*Required work*
How many lines in the listing below contain the word "blue"? Reply with the number alone.
===== Source records
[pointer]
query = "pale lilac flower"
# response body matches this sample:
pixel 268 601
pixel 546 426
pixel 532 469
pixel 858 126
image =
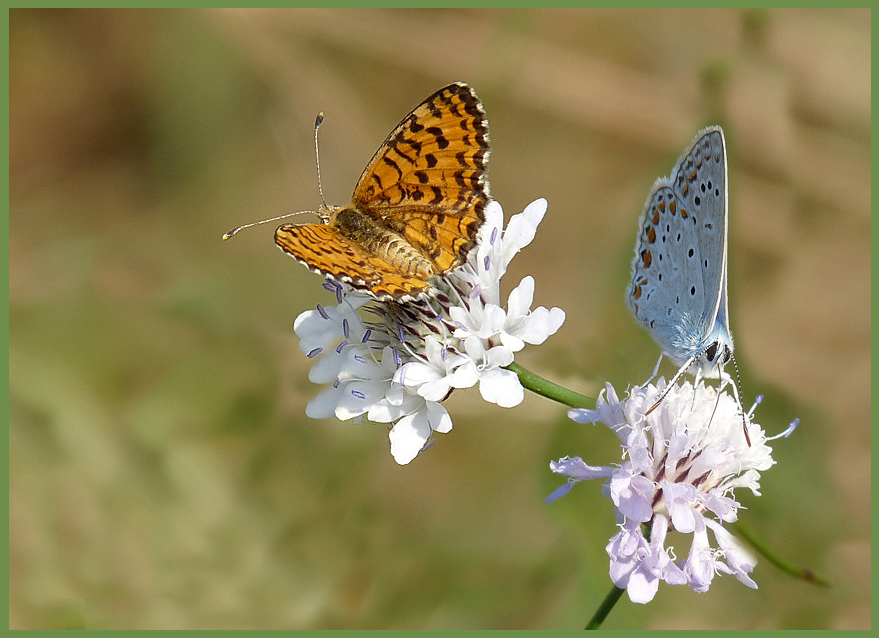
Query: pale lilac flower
pixel 680 466
pixel 398 365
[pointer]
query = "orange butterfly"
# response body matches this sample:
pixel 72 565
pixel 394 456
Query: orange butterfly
pixel 416 209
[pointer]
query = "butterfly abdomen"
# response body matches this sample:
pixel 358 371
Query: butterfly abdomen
pixel 383 242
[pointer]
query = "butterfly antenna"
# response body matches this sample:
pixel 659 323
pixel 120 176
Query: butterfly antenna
pixel 317 122
pixel 229 234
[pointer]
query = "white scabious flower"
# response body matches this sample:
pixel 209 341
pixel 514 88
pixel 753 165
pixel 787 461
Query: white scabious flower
pixel 681 465
pixel 398 365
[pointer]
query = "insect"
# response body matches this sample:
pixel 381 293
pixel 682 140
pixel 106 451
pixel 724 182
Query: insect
pixel 417 207
pixel 679 283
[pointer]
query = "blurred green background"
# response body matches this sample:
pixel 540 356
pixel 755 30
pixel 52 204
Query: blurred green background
pixel 163 473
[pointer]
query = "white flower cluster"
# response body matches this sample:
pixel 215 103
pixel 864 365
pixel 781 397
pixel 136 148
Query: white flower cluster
pixel 682 463
pixel 399 366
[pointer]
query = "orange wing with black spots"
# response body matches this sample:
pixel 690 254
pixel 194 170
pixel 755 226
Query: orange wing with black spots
pixel 324 250
pixel 417 208
pixel 430 176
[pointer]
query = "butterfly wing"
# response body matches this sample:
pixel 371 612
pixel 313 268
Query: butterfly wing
pixel 428 180
pixel 678 282
pixel 701 182
pixel 324 250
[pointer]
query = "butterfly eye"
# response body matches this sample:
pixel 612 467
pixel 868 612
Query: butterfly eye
pixel 711 351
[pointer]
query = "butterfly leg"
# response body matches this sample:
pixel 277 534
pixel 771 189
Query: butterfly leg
pixel 673 381
pixel 655 369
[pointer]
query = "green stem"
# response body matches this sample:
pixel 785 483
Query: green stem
pixel 606 605
pixel 550 390
pixel 803 573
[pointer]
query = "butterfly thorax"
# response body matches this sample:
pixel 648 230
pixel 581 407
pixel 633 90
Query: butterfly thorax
pixel 378 239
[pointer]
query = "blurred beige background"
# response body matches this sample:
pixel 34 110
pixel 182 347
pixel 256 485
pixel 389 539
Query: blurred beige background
pixel 162 471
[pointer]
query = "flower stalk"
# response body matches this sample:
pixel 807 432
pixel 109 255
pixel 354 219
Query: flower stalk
pixel 548 389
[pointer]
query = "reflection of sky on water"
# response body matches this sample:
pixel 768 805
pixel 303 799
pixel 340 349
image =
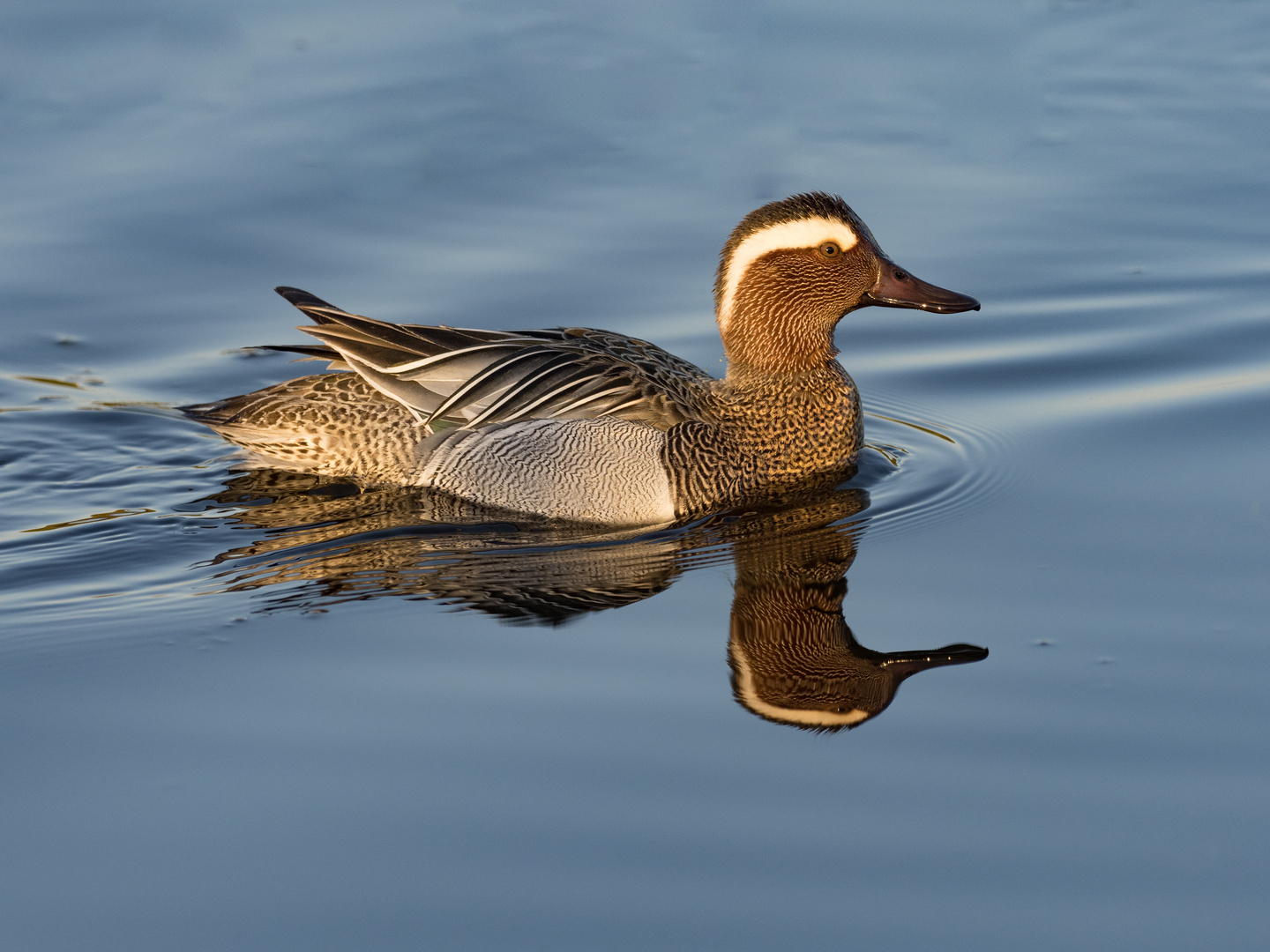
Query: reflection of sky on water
pixel 392 775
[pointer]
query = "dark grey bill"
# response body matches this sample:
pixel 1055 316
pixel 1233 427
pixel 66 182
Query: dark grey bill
pixel 898 288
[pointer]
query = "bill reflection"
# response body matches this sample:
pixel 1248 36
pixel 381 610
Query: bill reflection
pixel 794 660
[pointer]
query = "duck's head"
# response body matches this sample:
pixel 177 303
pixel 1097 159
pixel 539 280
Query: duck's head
pixel 793 268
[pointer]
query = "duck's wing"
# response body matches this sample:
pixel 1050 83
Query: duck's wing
pixel 474 377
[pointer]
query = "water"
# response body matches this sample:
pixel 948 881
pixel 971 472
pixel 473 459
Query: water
pixel 256 712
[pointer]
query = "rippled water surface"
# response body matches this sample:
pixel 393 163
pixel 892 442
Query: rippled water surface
pixel 265 711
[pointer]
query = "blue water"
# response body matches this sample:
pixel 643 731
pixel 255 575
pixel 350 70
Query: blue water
pixel 259 712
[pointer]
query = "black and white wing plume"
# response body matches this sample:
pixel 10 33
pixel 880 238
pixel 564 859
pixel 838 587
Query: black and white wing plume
pixel 453 376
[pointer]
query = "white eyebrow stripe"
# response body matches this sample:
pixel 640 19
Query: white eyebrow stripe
pixel 807 233
pixel 788 715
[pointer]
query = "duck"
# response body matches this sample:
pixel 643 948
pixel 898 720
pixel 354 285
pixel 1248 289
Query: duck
pixel 586 426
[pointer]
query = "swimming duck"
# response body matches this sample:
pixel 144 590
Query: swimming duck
pixel 589 426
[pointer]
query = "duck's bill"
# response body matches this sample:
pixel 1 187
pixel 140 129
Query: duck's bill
pixel 912 661
pixel 898 288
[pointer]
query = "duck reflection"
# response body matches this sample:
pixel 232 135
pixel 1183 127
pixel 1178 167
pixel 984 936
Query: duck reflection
pixel 793 658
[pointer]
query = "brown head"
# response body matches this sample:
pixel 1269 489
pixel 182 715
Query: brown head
pixel 793 268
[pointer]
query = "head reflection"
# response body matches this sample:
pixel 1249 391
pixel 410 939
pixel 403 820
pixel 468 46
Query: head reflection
pixel 793 658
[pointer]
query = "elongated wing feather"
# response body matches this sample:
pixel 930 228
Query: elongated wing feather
pixel 474 377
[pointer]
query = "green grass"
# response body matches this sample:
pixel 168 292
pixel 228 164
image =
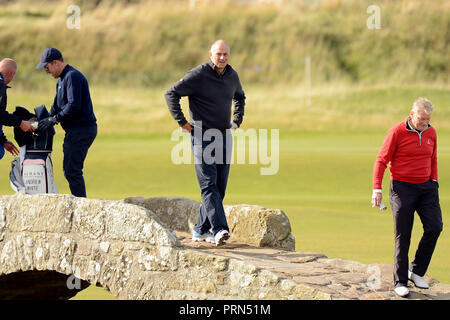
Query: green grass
pixel 324 182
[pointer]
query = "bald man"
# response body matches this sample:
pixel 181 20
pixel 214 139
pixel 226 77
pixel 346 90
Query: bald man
pixel 8 69
pixel 211 88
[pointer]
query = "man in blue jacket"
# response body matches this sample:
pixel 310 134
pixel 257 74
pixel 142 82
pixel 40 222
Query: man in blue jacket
pixel 8 69
pixel 211 87
pixel 72 107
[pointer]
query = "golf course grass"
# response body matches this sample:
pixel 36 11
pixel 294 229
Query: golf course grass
pixel 326 156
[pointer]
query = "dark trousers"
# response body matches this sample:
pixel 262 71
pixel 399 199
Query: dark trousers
pixel 75 148
pixel 405 199
pixel 212 167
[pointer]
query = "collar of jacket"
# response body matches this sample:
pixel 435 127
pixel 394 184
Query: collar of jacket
pixel 410 128
pixel 65 70
pixel 211 64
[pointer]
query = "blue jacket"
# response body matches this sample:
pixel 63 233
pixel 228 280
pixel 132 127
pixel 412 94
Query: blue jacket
pixel 210 97
pixel 72 105
pixel 6 119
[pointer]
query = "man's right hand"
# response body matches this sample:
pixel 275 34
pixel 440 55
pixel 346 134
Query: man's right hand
pixel 377 198
pixel 187 127
pixel 26 126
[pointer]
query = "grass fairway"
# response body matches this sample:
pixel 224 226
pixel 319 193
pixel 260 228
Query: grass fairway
pixel 324 182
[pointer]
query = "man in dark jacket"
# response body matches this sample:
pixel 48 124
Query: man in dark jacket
pixel 211 88
pixel 8 69
pixel 72 107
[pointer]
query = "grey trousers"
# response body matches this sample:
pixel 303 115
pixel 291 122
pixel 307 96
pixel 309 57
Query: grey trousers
pixel 405 199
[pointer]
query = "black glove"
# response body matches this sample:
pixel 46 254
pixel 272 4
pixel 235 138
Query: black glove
pixel 47 123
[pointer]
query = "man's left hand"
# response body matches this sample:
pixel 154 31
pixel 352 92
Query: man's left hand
pixel 46 123
pixel 11 148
==========
*The completed task*
6